═════ TEXT SHOWN
On a cold night in Chicago, a young man was driving around his neighborhood searching in vain for a parking spot for his 1991 Toyota Previa. Everywhere he looked, empty parking lots taunted him with their "No Parking" signs at the bank, next to the grocery store, across from the post office. Finally, after parking many blocks away and trudging home through the snow, he knew he had to find a way to make parking better.
That young man, Cooper Marcus, a graduate business student, solved the problem by developing a new parking method.
He later created a business to solve the world's parking needs. Cooper's company is called Spark Parking. On March 8, 2006 Cooper applied for a Method patent for his parking innovation.
On a summer day, Dan Brown's son came to him looking for pliers to replace a bike tire. Dan's immediate concern was that the pliers would strip the bolt. Wouldn't it be nice if there were a tool as easy to use as pliers that would not damage a hexagonal bolt? Dan was reminded of the shape of a camera shutter closing in on a central area from all directions. He realized that a wrench could operate in a similar way.
Dan Brown founded Loggerhead Tools with the Adjustable Gripping Tool technology protected and disclosed by his U.S. Patent 6,889,579. He later successfully marketed that technology as The Bionic WrenchTM.
In 1992 a team of researchers at the U. of Rochester led by Donald Young discovered and cloned the gene that produces cyclooxygenase-2 (COX-2). COX-2 is an enzyme that promotes inflammation. In its 1992 patent filing, the U. of Rochester described a technique for identifying compounds that suppress COX-2 and suggested they could be used as pain killers without the side effects of inflammation.
══════════
═════ DATASET CONTENT
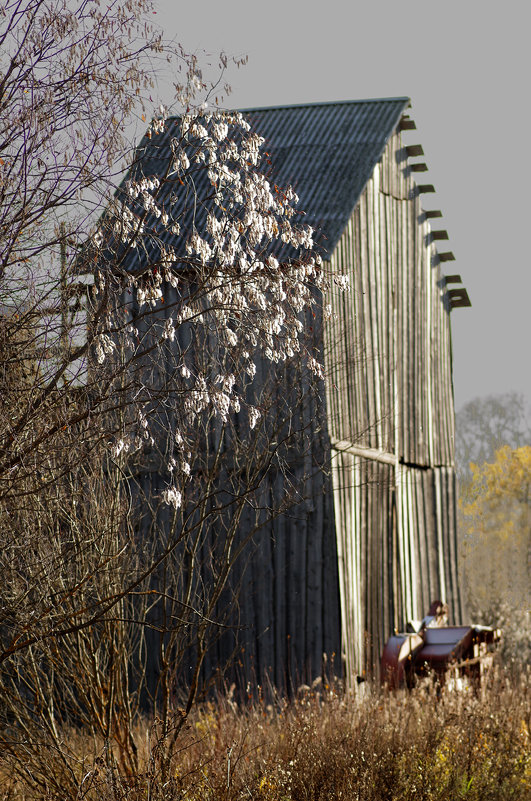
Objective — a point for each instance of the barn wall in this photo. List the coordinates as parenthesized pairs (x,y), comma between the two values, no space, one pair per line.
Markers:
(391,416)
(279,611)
══════════
WHAT TO WORK ON –
a) From the text about inventors and their patents, copy the passage that begins at the words "That young man, Cooper" and stops after "a similar way.".
b) In the text about inventors and their patents, what is the name of the company that Cooper Marcus created?

SOLUTIONS TO EACH TASK –
a)
That young man, Cooper Marcus, a graduate business student, solved the problem by developing a new parking method.
He later created a business to solve the world's parking needs. Cooper's company is called Spark Parking. On March 8, 2006 Cooper applied for a Method patent for his parking innovation.
On a summer day, Dan Brown's son came to him looking for pliers to replace a bike tire. Dan's immediate concern was that the pliers would strip the bolt. Wouldn't it be nice if there were a tool as easy to use as pliers that would not damage a hexagonal bolt? Dan was reminded of the shape of a camera shutter closing in on a central area from all directions. He realized that a wrench could operate in a similar way.

b) Spark Parking